▶ **DESCRIPTION OF THE TASK**: Write out the records again from the line with "The scan above contains the businessman" to the line with "144,30 -> 180,78", both lines included and requests kept, but shift every bounding-box coordinate in the answers by -12.

▶ **DATA RECORDS**:
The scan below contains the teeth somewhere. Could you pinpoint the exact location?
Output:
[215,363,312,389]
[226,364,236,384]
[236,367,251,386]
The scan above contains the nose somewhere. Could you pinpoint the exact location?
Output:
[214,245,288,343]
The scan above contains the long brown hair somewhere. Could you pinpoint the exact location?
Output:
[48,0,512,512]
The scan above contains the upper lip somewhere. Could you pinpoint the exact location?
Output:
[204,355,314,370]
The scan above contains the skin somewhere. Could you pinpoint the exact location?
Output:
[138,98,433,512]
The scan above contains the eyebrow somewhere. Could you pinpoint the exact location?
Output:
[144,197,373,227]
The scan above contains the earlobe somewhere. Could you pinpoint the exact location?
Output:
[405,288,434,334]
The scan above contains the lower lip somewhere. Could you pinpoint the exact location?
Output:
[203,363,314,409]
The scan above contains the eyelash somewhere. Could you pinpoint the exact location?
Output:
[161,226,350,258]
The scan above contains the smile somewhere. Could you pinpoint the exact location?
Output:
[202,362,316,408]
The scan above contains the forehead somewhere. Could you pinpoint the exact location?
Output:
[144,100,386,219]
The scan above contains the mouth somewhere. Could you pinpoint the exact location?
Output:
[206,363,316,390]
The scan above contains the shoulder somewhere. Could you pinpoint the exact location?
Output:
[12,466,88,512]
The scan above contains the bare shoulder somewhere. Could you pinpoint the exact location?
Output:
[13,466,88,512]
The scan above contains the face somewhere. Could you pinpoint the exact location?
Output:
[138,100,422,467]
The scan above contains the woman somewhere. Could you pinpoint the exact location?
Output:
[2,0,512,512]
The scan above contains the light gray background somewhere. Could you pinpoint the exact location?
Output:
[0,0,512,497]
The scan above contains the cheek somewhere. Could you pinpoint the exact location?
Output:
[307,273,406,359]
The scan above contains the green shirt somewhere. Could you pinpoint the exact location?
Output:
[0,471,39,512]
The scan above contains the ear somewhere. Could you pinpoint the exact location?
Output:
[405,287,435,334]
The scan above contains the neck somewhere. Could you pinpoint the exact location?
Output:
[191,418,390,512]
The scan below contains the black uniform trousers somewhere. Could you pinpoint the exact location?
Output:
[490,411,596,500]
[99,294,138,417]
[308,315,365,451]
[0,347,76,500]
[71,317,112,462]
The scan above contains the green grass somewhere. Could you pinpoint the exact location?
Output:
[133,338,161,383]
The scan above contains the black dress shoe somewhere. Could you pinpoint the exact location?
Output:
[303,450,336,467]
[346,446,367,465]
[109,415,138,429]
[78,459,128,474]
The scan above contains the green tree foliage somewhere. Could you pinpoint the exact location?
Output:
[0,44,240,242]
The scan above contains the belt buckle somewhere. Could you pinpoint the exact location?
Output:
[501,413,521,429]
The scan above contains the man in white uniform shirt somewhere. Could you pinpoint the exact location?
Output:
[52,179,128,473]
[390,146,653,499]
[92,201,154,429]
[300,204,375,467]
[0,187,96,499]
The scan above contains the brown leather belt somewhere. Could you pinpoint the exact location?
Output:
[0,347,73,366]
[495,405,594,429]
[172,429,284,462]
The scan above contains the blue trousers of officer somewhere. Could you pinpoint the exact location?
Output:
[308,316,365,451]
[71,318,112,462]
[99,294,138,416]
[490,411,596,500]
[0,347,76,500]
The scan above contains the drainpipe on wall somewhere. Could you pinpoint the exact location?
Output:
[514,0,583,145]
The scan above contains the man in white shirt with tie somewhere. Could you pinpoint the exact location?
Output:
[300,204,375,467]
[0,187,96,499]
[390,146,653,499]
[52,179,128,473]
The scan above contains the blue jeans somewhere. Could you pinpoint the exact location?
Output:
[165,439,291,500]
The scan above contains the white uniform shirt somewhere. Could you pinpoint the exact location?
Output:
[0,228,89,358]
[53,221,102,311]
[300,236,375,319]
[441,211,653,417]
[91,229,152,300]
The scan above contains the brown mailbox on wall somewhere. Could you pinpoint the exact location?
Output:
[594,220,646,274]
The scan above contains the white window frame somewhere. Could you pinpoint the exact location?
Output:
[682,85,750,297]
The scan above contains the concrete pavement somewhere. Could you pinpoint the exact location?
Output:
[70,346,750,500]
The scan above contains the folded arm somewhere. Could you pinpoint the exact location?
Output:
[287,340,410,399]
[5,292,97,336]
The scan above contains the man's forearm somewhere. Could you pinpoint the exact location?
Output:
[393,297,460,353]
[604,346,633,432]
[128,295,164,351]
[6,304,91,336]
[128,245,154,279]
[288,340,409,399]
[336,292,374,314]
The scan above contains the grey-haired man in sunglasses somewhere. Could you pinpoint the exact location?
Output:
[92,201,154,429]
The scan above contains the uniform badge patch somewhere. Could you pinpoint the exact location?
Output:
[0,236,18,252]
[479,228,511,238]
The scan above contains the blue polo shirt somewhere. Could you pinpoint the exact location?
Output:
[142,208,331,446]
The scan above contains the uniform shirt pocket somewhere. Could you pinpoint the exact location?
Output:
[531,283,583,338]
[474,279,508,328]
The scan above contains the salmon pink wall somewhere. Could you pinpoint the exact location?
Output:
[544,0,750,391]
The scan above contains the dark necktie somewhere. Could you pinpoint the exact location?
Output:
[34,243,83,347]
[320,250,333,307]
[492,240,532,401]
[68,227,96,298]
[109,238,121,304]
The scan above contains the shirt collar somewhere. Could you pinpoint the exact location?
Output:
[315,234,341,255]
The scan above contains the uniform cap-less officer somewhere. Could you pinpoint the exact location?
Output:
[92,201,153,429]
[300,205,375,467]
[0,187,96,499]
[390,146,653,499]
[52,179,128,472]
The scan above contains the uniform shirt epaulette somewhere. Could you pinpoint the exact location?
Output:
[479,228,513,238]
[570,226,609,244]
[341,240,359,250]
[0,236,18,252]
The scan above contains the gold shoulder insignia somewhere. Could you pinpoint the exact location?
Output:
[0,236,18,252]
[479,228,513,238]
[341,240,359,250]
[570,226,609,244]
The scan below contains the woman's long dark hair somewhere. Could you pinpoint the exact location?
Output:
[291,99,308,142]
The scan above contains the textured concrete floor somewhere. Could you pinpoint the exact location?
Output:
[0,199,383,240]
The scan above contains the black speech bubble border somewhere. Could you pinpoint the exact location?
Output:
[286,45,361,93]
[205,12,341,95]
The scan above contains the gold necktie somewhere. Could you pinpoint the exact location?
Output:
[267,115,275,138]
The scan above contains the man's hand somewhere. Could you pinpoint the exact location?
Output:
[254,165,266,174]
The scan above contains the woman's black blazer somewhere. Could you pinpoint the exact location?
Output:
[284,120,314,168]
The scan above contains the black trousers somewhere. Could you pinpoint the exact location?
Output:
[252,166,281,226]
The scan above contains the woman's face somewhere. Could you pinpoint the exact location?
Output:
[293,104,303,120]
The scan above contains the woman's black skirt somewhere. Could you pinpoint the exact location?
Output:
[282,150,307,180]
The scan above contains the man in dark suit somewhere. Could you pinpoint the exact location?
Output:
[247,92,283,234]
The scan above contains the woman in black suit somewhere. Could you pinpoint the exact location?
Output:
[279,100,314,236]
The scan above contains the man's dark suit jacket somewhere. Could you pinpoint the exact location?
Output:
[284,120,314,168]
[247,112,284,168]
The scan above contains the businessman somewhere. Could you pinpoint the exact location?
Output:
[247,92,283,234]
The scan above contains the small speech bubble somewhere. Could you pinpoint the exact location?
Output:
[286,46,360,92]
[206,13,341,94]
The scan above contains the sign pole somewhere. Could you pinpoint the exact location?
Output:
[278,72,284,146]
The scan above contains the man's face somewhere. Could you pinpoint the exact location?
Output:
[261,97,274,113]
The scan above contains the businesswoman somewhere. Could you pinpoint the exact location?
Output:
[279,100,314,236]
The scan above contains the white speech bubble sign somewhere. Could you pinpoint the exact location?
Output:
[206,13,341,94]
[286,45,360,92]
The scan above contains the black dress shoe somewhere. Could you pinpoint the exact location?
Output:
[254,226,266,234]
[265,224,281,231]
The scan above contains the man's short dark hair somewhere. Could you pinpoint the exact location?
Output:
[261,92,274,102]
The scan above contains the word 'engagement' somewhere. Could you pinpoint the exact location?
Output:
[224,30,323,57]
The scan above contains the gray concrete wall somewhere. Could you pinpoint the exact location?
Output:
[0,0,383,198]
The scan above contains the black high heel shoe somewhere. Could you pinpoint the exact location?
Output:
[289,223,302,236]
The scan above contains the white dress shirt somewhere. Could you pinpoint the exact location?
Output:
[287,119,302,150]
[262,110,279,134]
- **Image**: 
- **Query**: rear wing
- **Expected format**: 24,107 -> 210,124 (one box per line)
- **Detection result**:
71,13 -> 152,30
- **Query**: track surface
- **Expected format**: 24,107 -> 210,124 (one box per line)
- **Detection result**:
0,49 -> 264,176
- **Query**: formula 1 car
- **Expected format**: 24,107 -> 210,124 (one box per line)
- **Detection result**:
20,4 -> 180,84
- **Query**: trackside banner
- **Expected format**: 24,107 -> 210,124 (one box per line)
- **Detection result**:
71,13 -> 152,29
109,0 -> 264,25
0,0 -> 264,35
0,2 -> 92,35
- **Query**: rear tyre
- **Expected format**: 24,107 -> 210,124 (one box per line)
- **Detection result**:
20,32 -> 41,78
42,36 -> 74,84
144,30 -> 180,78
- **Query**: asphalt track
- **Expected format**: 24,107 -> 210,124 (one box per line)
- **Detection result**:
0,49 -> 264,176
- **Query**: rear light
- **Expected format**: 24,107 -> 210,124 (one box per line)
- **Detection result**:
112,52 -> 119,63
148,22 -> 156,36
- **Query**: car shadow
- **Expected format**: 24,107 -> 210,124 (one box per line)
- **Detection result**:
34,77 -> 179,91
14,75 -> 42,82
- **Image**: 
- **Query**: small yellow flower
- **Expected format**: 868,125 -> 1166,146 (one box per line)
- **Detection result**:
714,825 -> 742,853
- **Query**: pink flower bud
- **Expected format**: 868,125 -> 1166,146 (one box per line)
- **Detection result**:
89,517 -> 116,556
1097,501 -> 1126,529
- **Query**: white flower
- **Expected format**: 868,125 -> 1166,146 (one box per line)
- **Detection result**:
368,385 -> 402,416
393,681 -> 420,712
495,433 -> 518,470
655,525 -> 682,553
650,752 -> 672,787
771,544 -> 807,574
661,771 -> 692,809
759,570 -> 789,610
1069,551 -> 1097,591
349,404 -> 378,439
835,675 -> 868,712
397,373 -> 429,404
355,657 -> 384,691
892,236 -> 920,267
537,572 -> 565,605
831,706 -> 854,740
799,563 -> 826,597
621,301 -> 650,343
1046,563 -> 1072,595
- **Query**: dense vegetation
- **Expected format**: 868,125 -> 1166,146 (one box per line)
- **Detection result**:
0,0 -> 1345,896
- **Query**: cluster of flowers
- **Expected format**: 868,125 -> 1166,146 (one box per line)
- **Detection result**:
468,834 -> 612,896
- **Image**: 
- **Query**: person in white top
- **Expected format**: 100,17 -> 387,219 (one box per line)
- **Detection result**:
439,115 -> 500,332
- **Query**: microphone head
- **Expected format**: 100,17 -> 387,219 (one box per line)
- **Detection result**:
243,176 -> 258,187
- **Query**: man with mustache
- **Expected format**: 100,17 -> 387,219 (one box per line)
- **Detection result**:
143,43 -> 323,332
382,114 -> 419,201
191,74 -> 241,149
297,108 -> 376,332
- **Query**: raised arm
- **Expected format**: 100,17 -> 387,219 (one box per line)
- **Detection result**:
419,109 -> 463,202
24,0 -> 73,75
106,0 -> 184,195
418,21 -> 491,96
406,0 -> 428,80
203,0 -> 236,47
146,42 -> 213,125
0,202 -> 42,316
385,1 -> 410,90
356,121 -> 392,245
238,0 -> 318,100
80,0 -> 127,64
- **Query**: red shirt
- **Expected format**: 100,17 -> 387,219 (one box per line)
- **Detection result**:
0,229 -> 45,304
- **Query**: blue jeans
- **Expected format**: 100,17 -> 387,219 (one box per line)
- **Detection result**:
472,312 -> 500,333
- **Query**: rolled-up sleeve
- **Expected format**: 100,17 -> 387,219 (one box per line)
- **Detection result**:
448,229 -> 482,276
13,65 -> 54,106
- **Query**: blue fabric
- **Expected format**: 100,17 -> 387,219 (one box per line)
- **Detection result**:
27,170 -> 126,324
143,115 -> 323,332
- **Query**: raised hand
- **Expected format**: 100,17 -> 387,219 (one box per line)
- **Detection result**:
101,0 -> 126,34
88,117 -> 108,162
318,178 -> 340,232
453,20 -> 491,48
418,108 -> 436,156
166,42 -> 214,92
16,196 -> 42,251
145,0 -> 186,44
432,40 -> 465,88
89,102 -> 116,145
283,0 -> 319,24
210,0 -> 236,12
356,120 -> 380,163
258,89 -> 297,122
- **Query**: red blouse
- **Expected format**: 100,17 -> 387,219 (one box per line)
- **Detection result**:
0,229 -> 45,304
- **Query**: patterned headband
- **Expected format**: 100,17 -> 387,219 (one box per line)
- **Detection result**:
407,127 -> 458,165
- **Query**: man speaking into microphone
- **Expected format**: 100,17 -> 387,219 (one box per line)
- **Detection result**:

▶ **RESULT**:
The scan above contains the businessman somewhere. Could you pinpoint the exact location?
Output:
[235,80,271,222]
The scan above contains the small speech bubble somewhere. Could you pinpoint the exact location?
Output:
[274,34,348,80]
[194,1,329,82]
The scan above contains the sign pole somewhere. Could you pinpoint the exact location?
Output:
[266,60,272,134]
The scan above contains the man's face somewhere. Could you pinpoint the exact location?
Output:
[249,85,262,101]
The scan above contains the businesswoman somewhere. Could you pinpoint the exact location?
Output:
[267,88,302,224]
The scan above contains the white speech bubble sign somewhere. Could you pinpoint the exact location?
Output:
[194,1,329,82]
[274,33,348,80]
The scan above contains the black dress shoe somewhere. Could you pinpoint the exact location?
Output:
[242,214,254,222]
[253,212,269,219]
The scan above contains the man's short dark hair somewhere. Could you pinpoint the exact location?
Output:
[249,80,262,90]
The scan above contains the word 'engagement' somewhere. Could you pinpoint the exact location?
Output:
[212,18,311,45]
The scan above contains the gray concrete wall somewhere. Could you pinpoint the exact location?
Output:
[-12,-12,371,186]
The scan above contains the black high heel shoe somewhere. Could you pinpoint the exact location?
Output:
[277,211,290,224]
The scan above contains the white dress shirt somewhere. Could you pinpoint the exact location?
Output:
[275,107,290,138]
[250,98,267,122]
- **Image**: 
- **Query**: rear wing
- **Expected format**: 24,107 -> 210,124 (one box per line)
- **Detection result**:
59,1 -> 140,18
- **Query**: track surface
- **Expected format**: 24,107 -> 210,124 (one box per line)
- **Detection result**:
-12,37 -> 252,164
- **Query**: formula 1 car
- **Expected format**: 24,107 -> 210,124 (one box per line)
- **Detection result**:
8,-8 -> 168,72
- **Query**: trackside banner
- **Expected format**: 24,107 -> 210,124 (one box per line)
- **Detection result**:
59,1 -> 140,17
97,-12 -> 252,13
-12,-12 -> 252,23
-12,-10 -> 80,23
- **Query**: rear tyre
- **Expected format**: 24,107 -> 210,124 (one box per line)
- **Detection result**:
8,20 -> 29,66
30,24 -> 62,72
132,18 -> 168,66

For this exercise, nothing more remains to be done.